Problem to work on: Quote the whole listing verbatim.

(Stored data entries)

^^^^^^^^

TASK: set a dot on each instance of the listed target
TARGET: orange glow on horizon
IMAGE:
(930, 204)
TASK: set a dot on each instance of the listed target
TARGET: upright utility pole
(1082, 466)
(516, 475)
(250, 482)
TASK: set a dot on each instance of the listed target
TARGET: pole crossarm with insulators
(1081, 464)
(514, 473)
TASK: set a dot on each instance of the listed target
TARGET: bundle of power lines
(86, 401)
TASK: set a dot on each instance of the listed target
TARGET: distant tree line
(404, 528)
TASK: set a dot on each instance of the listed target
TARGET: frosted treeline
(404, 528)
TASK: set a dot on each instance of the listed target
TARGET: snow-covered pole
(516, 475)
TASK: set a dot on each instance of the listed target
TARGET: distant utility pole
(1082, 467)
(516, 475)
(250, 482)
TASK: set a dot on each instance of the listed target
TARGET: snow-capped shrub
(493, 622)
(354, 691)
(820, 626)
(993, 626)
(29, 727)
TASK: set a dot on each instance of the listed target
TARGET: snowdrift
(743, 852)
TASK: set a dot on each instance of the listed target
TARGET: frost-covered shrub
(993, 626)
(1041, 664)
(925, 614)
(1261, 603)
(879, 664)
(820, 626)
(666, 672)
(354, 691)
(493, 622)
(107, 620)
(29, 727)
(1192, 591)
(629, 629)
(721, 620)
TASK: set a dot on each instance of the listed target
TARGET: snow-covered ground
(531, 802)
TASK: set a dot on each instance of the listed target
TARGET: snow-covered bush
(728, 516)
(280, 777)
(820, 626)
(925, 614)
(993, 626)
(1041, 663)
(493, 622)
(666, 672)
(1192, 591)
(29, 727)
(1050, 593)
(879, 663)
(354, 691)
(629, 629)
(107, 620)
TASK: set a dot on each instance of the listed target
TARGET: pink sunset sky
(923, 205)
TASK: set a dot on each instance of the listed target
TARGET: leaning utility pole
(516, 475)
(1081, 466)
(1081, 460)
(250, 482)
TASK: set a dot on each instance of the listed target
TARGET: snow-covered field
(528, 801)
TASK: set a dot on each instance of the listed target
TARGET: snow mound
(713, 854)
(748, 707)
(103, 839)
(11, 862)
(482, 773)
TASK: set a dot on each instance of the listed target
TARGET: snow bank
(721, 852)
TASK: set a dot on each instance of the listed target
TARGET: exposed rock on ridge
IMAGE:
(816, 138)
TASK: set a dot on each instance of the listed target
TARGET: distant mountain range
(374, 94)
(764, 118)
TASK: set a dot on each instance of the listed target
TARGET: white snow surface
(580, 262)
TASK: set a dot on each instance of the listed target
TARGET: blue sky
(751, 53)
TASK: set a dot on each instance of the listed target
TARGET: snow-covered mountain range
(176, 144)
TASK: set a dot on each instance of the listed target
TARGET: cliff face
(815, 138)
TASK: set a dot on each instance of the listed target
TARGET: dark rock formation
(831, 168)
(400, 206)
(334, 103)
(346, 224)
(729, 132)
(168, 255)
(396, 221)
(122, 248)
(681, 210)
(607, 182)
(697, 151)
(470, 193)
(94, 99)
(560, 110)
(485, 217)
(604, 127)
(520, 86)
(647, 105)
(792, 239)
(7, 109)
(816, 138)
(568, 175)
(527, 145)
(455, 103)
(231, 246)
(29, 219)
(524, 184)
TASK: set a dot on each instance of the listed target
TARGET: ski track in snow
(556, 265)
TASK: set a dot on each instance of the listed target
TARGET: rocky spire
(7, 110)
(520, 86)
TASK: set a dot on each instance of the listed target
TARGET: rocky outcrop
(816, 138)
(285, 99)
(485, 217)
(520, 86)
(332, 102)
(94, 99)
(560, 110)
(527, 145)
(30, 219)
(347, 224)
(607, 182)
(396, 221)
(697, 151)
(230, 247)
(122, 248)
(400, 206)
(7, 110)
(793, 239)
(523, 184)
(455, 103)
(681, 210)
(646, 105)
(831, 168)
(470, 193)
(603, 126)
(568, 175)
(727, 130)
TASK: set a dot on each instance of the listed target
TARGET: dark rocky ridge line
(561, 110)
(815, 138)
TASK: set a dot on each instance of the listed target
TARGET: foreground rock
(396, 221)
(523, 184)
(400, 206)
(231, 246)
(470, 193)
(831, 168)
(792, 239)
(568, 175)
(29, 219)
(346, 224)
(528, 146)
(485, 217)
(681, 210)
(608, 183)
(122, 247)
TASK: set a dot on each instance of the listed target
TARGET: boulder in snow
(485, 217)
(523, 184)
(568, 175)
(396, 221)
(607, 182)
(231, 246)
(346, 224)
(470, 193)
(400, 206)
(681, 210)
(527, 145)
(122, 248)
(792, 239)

^^^^^^^^

Task answer:
TASK: set a dot on each instance of the listed target
TARGET: orange glow on horizon
IMAGE:
(930, 204)
TASK: set a dot on each instance of the listed target
TARGET: upright utility pole
(1082, 466)
(516, 475)
(250, 482)
TASK: set a dot on each instance of the listed target
TARGET: pole crossarm with insulators
(1081, 464)
(514, 473)
TASK: set a dot on each instance of the listed target
TARGET: bundle of power lines
(86, 401)
TASK: set a dot on each instance of the listed target
TARGET: distant tree line
(404, 528)
TASK: set a dot on each instance of the listed target
TARGET: frosted treeline
(404, 528)
TASK: set a dot on each instance of the listed target
TARGET: snow-covered pole
(516, 475)
TASK: set a dot on each instance of the listed target
TARGET: distant utility pole
(1082, 467)
(516, 475)
(250, 482)
TASK: set a dot on each instance of the listed target
TARGET: snow-capped shrub
(493, 622)
(354, 691)
(820, 626)
(993, 626)
(29, 727)
TASK: set a dot on each instance of the listed target
TARGET: snowdrift
(743, 852)
TASK: set a dot on each instance of the listed target
TARGET: frost-covered shrub
(993, 626)
(1041, 664)
(925, 614)
(1261, 603)
(879, 664)
(820, 626)
(666, 672)
(354, 691)
(493, 622)
(107, 620)
(29, 727)
(1192, 591)
(629, 629)
(721, 620)
TASK: set a dot on each instance of the listed target
TARGET: snow-covered ground
(531, 802)
TASK: set a dot on each instance of the listed target
TARGET: snow-covered bush
(728, 516)
(280, 777)
(820, 626)
(925, 614)
(993, 626)
(1041, 663)
(493, 622)
(666, 672)
(1192, 591)
(29, 727)
(1050, 593)
(879, 663)
(354, 691)
(629, 629)
(107, 620)
TASK: set a dot on each instance of the listed target
TARGET: pink sunset sky
(923, 205)
TASK: set a dot on each instance of the listed target
TARGET: leaning utility pole
(516, 475)
(1081, 466)
(1081, 460)
(250, 482)
TASK: set a dot on each instance of the listed target
TARGET: snow-covered field
(528, 801)
TASK: set a dot on each instance of the listed target
TARGET: snow mound
(713, 854)
(748, 707)
(103, 839)
(11, 862)
(482, 773)
TASK: set a dot on each instance of the listed target
TARGET: snow bank
(721, 852)
TASK: set a dot on each instance of the listed target
TARGET: exposed rock on ridge
IMAGE:
(816, 138)
TASK: set a dot on each instance of the listed target
TARGET: distant mountain range
(374, 94)
(764, 118)
TASK: set a dot on each instance of the listed target
TARGET: white snow surface
(580, 262)
TASK: set a dot on each instance of the listed target
TARGET: blue sky
(751, 53)
TASK: set a dot on each instance of the listed target
TARGET: snow-covered mountain range
(176, 144)
TASK: set a dot on each instance of the listed target
TARGET: cliff face
(815, 138)
TASK: set a dot on each instance of the listed target
TARGET: dark rock formation
(831, 168)
(400, 206)
(334, 103)
(346, 224)
(729, 132)
(168, 255)
(396, 221)
(122, 248)
(681, 210)
(607, 182)
(697, 151)
(470, 193)
(94, 99)
(560, 110)
(485, 217)
(604, 127)
(520, 86)
(647, 105)
(792, 239)
(7, 109)
(816, 138)
(568, 175)
(527, 145)
(455, 103)
(231, 246)
(29, 219)
(524, 184)
TASK: set a dot on each instance of the listed target
TARGET: ski track in snow
(556, 265)
TASK: set a dot on each instance of the listed target
TARGET: rocky spire
(7, 110)
(520, 86)
TASK: set a dot on each instance of the listed target
TARGET: rocky outcrop
(816, 138)
(285, 99)
(485, 217)
(520, 86)
(332, 102)
(94, 99)
(560, 110)
(527, 145)
(30, 219)
(347, 224)
(607, 182)
(396, 221)
(697, 151)
(230, 247)
(122, 248)
(400, 206)
(7, 110)
(793, 239)
(523, 184)
(455, 103)
(681, 210)
(646, 105)
(831, 168)
(470, 193)
(603, 126)
(568, 175)
(727, 130)
TASK: set a dot on each instance of the listed target
TARGET: dark rocky ridge line
(561, 110)
(815, 138)
TASK: set a dot on each instance of the listed target
TARGET: foreground rock
(396, 221)
(523, 184)
(400, 206)
(231, 246)
(470, 193)
(831, 168)
(792, 239)
(568, 175)
(29, 219)
(346, 224)
(528, 146)
(485, 217)
(681, 210)
(608, 183)
(122, 247)
TASK: set a dot on each instance of the listed target
TARGET: boulder in snow
(485, 217)
(523, 184)
(568, 175)
(396, 221)
(607, 182)
(231, 246)
(346, 224)
(470, 193)
(400, 206)
(681, 210)
(527, 145)
(122, 248)
(792, 239)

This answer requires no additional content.